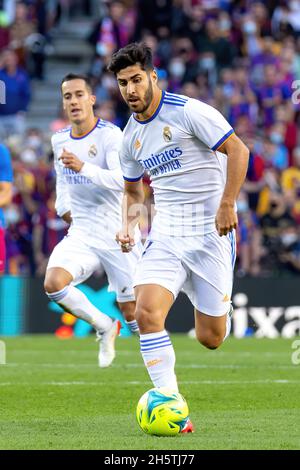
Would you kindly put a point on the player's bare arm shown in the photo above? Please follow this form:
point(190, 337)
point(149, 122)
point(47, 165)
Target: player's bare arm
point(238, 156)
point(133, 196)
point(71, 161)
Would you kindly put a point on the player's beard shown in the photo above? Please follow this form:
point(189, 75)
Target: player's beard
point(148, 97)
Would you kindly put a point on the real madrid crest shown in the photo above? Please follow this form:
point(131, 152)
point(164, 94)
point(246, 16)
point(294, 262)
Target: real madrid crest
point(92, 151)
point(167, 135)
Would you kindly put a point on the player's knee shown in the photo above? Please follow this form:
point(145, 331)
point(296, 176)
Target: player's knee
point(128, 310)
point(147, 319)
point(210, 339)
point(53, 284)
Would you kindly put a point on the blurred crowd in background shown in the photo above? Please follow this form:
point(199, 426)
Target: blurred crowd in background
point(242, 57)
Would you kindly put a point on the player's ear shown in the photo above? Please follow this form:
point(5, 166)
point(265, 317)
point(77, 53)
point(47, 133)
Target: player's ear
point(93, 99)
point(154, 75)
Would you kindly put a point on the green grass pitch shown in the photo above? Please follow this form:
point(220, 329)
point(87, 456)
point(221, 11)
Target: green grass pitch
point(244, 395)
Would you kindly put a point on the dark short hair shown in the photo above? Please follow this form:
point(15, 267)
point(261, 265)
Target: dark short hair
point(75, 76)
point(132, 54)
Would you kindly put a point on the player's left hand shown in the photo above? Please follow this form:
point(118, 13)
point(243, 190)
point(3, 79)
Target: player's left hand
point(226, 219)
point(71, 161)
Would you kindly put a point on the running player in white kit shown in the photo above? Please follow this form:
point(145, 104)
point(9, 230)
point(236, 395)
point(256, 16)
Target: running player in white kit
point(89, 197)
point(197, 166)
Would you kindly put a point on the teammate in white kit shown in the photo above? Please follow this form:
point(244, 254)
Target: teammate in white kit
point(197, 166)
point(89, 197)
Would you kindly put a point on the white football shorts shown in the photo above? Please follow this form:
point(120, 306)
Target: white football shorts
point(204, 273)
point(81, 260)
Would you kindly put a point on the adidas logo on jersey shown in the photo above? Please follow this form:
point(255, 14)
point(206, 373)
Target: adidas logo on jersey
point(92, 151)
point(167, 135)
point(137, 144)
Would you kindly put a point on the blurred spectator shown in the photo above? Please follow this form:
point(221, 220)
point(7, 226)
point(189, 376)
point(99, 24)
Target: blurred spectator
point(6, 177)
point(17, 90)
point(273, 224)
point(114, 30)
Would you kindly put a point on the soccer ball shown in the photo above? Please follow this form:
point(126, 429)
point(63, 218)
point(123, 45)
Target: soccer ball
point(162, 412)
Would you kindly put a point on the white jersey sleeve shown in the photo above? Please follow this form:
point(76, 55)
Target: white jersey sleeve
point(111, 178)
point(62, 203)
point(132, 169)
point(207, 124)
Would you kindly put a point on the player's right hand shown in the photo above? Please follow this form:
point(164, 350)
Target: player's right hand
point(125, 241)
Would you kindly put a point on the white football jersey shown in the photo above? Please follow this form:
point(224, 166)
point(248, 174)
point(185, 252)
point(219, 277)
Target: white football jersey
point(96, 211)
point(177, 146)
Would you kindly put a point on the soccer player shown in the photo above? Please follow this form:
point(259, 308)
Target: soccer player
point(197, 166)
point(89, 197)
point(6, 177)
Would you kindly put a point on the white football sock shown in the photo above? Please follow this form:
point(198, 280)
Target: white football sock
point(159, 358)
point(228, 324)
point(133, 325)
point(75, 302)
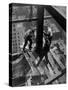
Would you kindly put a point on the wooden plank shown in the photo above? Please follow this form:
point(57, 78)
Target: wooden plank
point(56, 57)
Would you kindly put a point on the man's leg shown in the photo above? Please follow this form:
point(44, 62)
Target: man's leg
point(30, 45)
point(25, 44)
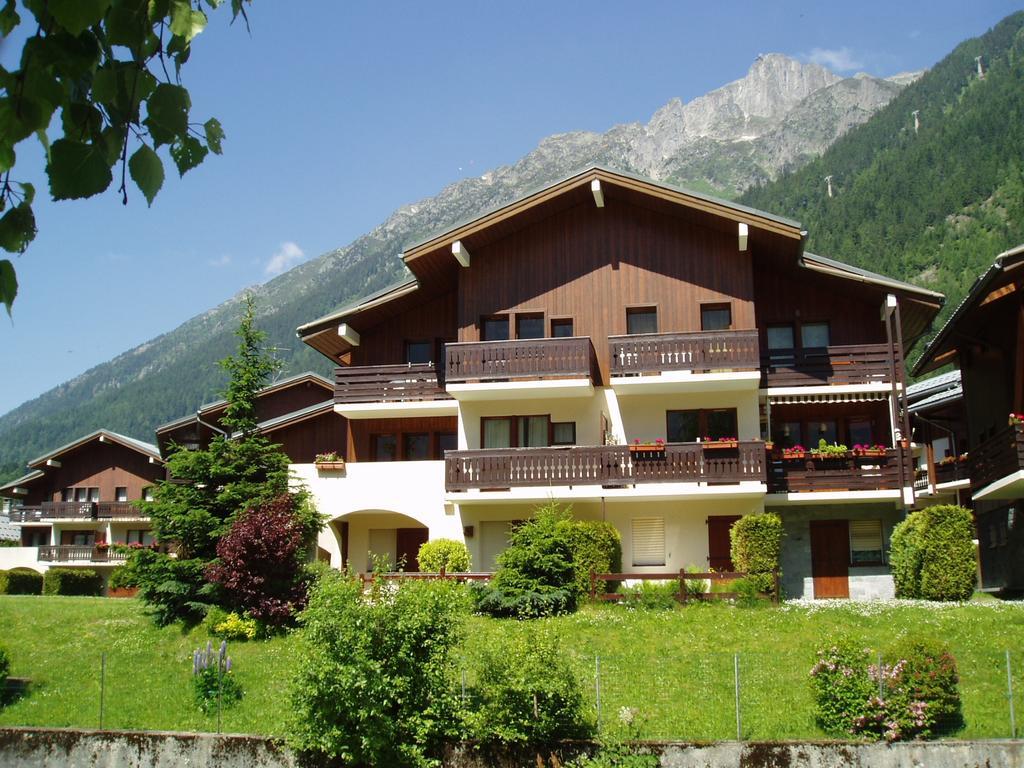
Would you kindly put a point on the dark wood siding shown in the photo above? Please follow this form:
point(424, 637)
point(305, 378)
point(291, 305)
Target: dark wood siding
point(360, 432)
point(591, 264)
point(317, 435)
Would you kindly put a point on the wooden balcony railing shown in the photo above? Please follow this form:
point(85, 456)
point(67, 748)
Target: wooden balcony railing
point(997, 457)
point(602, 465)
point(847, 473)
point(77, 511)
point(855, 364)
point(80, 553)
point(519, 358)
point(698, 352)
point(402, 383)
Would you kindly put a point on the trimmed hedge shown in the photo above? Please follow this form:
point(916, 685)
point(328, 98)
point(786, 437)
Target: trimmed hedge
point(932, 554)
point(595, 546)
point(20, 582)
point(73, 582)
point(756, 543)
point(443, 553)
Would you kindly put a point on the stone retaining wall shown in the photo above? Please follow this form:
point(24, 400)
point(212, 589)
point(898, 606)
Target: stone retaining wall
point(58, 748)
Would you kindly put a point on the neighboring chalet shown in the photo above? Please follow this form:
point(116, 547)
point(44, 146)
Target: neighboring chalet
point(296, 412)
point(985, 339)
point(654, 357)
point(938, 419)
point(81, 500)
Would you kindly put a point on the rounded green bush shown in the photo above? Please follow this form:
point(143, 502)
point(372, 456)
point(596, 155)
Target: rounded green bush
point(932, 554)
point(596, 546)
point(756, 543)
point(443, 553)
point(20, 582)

◇ ◇ ◇ ◇

PROBLEM: Reproduce the lines in the records verbatim, starting at the line containing "Would you kindly put a point on the stone" and ending at the line containing "point(81, 500)", with both of those lines included.

FINAL RESULT:
Would you kindly put a point on the stone retaining wall shown in the photo above? Please follow this form:
point(24, 400)
point(212, 589)
point(898, 606)
Target: stone retaining wall
point(58, 748)
Would you kindly put a point on the neighboring chalet shown in the photo above? Please follow this form:
point(116, 547)
point(44, 146)
Target: neighboring chalet
point(296, 412)
point(985, 339)
point(654, 357)
point(938, 419)
point(81, 500)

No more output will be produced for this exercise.